■ Task objective ■
Go through the entries below and print, exactly, the lines starting at the one with "Confirm that each instance of the blue plastic" and ending at the one with "[[161, 66], [422, 233]]", keeping both ends and no others.

■ Records drawn from a dataset ■
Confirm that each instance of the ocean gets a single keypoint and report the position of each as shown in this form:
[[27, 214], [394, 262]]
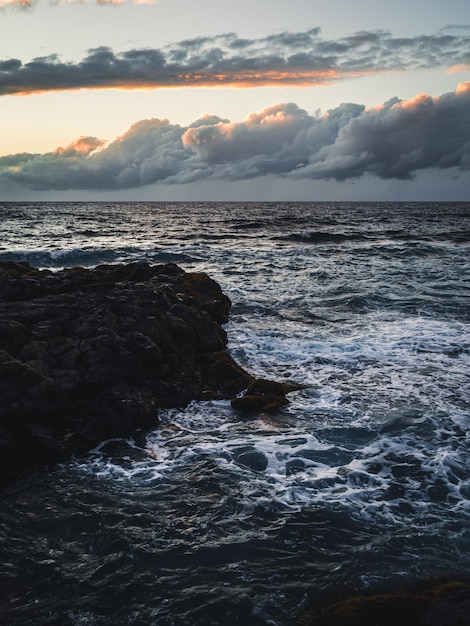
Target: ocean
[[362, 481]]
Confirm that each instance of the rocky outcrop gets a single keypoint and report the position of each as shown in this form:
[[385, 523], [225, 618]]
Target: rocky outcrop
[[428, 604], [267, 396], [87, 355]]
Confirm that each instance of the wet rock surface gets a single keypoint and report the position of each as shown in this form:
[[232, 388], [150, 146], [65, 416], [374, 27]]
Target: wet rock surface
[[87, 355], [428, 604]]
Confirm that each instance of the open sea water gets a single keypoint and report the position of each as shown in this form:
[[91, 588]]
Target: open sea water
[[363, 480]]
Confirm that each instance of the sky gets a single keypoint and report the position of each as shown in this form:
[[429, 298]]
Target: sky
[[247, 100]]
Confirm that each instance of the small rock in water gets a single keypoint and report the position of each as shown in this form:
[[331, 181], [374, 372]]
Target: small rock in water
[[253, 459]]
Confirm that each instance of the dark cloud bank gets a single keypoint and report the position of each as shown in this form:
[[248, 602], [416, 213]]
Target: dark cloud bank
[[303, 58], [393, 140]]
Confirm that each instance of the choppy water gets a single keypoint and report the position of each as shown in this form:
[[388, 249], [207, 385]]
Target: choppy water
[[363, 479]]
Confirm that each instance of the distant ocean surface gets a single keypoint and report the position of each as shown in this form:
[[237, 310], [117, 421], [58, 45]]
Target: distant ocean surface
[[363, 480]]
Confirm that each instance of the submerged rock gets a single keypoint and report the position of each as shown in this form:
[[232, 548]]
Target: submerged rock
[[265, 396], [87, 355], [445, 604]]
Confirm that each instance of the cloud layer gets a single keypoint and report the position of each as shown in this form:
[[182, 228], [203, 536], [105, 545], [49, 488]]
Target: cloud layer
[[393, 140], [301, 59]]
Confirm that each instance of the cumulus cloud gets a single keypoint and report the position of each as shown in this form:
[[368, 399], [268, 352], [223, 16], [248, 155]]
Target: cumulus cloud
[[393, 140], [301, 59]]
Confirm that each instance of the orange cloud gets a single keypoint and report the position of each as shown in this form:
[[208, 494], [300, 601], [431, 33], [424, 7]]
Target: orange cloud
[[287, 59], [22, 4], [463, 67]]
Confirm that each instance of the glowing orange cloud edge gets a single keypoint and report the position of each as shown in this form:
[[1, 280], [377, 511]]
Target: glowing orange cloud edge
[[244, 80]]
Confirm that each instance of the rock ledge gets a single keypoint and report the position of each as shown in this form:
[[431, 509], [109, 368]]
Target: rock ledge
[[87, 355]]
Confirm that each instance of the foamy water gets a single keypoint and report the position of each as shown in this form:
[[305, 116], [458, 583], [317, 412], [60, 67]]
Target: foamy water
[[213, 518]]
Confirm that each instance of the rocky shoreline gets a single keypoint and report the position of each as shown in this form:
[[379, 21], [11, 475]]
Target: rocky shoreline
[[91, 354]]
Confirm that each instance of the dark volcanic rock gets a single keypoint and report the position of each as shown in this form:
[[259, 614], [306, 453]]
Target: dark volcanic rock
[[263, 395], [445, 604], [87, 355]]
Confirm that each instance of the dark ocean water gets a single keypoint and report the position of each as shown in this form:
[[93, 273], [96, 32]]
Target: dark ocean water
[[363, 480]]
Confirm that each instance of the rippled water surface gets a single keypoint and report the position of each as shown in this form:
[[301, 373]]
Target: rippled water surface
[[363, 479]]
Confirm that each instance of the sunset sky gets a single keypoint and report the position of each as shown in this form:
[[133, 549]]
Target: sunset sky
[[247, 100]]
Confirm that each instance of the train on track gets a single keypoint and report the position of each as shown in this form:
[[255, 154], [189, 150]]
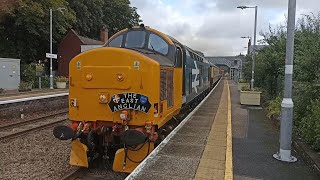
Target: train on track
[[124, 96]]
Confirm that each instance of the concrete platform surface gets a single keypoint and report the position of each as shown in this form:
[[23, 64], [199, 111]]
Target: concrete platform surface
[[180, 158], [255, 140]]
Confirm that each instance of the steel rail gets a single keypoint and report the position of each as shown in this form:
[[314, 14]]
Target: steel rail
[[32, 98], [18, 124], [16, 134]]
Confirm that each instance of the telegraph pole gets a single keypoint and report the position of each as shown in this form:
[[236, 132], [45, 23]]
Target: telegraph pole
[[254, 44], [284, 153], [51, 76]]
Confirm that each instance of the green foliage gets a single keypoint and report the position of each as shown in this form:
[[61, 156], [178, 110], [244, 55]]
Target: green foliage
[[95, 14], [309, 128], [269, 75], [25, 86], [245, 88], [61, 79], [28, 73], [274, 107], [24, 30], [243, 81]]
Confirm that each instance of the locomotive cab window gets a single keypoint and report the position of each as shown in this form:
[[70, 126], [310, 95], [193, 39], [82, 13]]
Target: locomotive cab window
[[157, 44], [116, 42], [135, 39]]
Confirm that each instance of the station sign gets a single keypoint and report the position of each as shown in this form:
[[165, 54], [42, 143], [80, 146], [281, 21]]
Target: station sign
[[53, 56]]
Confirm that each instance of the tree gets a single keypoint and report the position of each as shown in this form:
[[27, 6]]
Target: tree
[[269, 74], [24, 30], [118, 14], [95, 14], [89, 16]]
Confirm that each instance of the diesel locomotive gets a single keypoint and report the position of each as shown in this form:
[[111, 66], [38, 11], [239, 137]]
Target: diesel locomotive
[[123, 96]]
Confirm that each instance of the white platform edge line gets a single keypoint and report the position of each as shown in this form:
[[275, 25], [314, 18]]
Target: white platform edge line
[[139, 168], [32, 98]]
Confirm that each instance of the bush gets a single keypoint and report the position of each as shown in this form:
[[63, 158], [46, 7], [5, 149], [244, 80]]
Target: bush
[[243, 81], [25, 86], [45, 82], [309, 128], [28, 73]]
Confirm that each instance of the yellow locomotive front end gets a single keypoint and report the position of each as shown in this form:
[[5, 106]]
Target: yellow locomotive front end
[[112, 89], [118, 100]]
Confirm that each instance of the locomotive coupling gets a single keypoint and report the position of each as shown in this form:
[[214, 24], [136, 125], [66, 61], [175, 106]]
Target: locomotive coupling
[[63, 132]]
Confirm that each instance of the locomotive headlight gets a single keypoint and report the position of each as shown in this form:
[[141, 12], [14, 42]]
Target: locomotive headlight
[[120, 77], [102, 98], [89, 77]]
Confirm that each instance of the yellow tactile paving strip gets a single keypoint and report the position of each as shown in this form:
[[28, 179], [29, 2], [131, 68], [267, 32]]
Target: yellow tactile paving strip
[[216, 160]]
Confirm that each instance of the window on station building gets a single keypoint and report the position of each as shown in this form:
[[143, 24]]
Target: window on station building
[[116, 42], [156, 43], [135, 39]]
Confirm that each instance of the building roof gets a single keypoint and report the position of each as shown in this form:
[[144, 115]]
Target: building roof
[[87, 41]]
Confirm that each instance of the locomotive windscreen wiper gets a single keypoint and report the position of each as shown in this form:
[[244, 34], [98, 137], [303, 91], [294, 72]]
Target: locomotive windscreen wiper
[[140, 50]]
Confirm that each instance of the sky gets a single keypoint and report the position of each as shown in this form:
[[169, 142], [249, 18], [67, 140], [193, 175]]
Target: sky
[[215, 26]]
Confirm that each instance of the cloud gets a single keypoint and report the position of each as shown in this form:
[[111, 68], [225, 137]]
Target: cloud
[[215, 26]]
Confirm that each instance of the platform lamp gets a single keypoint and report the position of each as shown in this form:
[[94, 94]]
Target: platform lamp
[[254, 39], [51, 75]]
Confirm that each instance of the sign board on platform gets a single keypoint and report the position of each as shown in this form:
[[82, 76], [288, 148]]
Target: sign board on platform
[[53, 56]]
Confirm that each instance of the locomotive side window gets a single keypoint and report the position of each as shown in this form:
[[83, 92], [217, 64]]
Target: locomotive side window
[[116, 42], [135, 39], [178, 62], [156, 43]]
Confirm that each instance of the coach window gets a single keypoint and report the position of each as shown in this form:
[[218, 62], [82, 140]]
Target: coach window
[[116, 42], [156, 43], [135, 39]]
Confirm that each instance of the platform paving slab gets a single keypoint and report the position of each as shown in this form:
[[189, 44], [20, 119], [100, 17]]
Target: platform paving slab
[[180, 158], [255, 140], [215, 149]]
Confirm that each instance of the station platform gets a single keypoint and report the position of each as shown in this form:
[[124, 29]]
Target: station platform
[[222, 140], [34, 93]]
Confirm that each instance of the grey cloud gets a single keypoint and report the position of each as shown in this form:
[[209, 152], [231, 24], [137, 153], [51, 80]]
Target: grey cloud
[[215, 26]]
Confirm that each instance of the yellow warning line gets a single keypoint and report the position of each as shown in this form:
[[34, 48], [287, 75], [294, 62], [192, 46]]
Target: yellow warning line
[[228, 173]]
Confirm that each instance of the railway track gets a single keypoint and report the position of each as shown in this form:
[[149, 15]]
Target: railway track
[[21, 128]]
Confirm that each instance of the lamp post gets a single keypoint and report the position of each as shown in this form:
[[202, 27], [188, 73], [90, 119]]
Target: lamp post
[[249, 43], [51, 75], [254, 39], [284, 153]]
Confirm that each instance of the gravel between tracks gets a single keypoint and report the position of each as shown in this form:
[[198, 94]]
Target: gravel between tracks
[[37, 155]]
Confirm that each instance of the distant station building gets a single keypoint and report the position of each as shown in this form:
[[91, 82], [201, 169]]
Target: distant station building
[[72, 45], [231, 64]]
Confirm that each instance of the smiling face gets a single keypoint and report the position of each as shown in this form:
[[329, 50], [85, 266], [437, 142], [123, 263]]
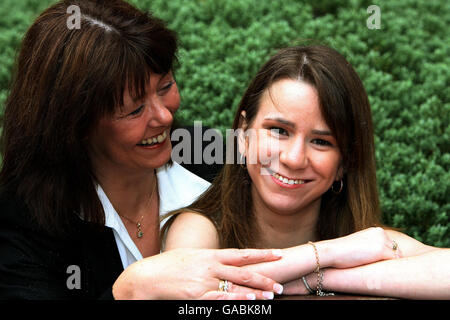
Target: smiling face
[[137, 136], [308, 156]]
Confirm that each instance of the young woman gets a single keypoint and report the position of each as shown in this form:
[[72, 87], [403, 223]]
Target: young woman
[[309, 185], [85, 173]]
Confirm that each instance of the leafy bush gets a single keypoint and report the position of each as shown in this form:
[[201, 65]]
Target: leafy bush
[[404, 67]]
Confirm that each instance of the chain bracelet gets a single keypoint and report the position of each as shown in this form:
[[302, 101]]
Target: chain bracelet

--

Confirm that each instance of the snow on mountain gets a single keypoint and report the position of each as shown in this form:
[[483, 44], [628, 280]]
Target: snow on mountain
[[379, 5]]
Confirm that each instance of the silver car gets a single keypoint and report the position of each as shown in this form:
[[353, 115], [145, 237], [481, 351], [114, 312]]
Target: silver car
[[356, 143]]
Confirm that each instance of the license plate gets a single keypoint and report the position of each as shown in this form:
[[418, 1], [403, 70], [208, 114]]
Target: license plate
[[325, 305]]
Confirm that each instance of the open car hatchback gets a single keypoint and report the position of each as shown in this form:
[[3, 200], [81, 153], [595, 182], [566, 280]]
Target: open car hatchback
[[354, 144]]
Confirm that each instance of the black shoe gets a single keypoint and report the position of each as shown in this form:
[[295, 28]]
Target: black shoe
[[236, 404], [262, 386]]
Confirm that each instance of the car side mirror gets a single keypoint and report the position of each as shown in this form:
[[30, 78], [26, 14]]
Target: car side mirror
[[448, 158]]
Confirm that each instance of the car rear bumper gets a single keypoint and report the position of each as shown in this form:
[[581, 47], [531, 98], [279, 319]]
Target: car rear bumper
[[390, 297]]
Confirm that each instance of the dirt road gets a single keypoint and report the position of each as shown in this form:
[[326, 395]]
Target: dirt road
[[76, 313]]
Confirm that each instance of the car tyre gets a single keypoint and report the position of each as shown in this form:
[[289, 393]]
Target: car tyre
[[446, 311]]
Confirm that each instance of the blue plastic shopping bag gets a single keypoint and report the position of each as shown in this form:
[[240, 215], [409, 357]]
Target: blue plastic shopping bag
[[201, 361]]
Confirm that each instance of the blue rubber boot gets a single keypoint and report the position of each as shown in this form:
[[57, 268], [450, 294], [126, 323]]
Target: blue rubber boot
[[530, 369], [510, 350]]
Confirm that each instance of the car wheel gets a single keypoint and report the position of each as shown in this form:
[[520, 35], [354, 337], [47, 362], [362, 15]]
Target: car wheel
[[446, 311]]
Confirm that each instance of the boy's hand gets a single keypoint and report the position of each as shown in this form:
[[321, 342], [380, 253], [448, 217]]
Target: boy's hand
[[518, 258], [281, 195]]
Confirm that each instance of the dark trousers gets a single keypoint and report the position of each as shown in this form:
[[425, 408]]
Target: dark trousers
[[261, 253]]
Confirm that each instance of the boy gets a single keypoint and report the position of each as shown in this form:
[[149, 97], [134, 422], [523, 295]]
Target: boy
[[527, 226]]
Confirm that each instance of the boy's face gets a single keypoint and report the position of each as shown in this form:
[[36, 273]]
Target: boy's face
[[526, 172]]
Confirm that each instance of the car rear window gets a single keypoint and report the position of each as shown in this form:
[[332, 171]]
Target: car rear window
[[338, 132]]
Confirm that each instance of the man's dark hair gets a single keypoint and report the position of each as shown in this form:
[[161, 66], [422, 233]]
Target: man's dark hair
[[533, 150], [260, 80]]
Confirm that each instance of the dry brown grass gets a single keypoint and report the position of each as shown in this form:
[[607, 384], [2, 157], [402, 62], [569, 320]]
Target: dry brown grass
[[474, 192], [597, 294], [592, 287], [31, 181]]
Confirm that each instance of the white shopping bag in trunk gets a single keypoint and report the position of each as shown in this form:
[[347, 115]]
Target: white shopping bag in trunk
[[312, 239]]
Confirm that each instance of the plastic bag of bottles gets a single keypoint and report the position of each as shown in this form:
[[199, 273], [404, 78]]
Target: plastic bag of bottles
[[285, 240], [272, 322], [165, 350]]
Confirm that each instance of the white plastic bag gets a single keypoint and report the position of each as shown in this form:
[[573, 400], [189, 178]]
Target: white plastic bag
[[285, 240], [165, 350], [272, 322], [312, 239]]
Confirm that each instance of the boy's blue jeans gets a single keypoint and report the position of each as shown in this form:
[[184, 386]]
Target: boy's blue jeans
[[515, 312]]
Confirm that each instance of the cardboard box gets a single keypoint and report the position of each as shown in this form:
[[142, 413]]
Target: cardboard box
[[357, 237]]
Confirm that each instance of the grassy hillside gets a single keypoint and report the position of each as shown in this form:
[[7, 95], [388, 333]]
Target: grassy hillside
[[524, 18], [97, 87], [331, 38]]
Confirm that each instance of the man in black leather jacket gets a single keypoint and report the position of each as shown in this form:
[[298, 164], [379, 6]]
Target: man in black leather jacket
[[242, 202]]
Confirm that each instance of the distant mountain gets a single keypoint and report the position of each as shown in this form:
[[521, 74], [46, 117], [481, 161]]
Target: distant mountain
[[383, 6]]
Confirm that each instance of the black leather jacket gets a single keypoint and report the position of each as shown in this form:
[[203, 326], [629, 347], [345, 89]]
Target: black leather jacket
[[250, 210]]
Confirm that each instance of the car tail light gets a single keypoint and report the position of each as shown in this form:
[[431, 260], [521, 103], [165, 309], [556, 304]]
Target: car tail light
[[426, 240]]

■ Output ■
Confirm that each instance of the blue plastic shopping bag gets a single keypoint and report the position of each as shown in this form:
[[240, 215], [409, 357]]
Target: blue plastic shopping bag
[[201, 361]]
Confirm that each instance of the blue rubber boot gets a single keypoint and report the position of each as shown in this form:
[[57, 268], [450, 294], [126, 323]]
Target: blue rubber boot
[[530, 369], [510, 350]]
Confirm that each instance of the car wheel gets a single keypoint and report the position of each as shown in this form:
[[520, 35], [354, 337], [47, 362], [362, 15]]
Target: car wheel
[[446, 311]]
Confirm that each instance of the boy's hand gets a single keypoint and report the position of each as shown in this form:
[[321, 342], [380, 253], [448, 217]]
Target: boy's hand
[[518, 258], [281, 195]]
Confirm that each instance of the dark trousers gets a single keypoint and report the position of each as shown in this form:
[[425, 408]]
Target: dark trousers
[[261, 253]]
Confirm that each instance of the boy gets a single keypoint and report the position of each as shown in this form:
[[149, 97], [134, 422], [523, 295]]
Target: boy
[[527, 226]]
Confirm that each instance of the boy's face gets a single keypoint and report the position of each as shown in this form:
[[36, 273]]
Target: boy's face
[[526, 172]]
Confirm that each instance of the car rear window gets a single keypoint and report the position of each as shown in this form:
[[332, 171]]
Target: car rear window
[[338, 132]]
Confirm that each instance of the man's dark hair gets a single keypoint and report the position of each as shown in this form:
[[161, 66], [422, 233]]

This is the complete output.